Dataset entries:
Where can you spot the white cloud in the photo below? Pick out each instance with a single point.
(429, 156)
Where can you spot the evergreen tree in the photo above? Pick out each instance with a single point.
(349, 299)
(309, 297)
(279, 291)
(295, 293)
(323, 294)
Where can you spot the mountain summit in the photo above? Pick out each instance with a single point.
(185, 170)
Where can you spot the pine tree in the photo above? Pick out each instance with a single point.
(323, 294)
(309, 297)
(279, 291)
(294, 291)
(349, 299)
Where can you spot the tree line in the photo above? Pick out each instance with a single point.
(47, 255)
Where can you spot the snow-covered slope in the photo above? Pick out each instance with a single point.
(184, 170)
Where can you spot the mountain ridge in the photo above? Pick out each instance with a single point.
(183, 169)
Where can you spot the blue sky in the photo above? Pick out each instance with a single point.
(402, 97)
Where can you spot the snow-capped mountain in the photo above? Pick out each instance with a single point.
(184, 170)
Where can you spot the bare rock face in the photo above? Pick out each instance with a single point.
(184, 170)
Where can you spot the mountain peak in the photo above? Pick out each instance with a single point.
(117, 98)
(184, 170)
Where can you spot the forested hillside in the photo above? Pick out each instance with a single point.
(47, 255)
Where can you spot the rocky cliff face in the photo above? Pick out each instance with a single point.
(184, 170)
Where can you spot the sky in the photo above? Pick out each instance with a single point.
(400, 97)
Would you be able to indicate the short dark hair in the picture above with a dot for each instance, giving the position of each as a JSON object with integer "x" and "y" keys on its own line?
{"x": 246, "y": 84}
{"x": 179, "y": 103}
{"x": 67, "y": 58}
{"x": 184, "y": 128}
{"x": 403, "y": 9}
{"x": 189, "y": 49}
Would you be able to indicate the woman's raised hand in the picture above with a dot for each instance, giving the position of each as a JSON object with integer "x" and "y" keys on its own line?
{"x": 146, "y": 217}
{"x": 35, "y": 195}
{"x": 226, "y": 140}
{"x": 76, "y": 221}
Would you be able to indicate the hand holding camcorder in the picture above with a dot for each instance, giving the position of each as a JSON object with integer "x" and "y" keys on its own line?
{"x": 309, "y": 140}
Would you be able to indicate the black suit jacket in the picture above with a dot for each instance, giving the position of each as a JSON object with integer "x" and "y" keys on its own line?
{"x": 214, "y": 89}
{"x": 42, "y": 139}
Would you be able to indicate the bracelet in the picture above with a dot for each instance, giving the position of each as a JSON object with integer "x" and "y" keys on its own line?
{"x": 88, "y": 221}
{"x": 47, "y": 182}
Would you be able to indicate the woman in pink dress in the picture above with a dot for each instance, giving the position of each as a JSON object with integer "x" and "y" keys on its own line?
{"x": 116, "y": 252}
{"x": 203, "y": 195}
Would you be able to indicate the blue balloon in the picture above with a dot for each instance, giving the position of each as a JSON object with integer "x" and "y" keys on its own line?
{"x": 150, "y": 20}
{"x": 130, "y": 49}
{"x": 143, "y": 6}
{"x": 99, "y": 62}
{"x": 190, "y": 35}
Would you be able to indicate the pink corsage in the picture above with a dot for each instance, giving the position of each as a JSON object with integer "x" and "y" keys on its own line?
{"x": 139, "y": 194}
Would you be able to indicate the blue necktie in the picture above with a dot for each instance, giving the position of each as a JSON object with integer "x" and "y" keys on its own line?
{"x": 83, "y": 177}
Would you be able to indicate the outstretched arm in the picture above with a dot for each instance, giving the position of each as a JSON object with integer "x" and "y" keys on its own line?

> _Task goal_:
Output must be limited to the lines beginning with the one that contains "Would you be able to indicate the blue necktie" and ending with the last line of the entries, reproduced exactly.

> _Completed task_:
Would you be able to indicate the blue necktie in the picture above with a dot for each instance, giving the position of each as a JSON object with integer "x" and "y" keys on its own line?
{"x": 83, "y": 177}
Would you be able to indicate the outstretched arm in the picture above with a dot for each instance, giving the position of each as a JSON object with integer "x" and "y" keys on its own line?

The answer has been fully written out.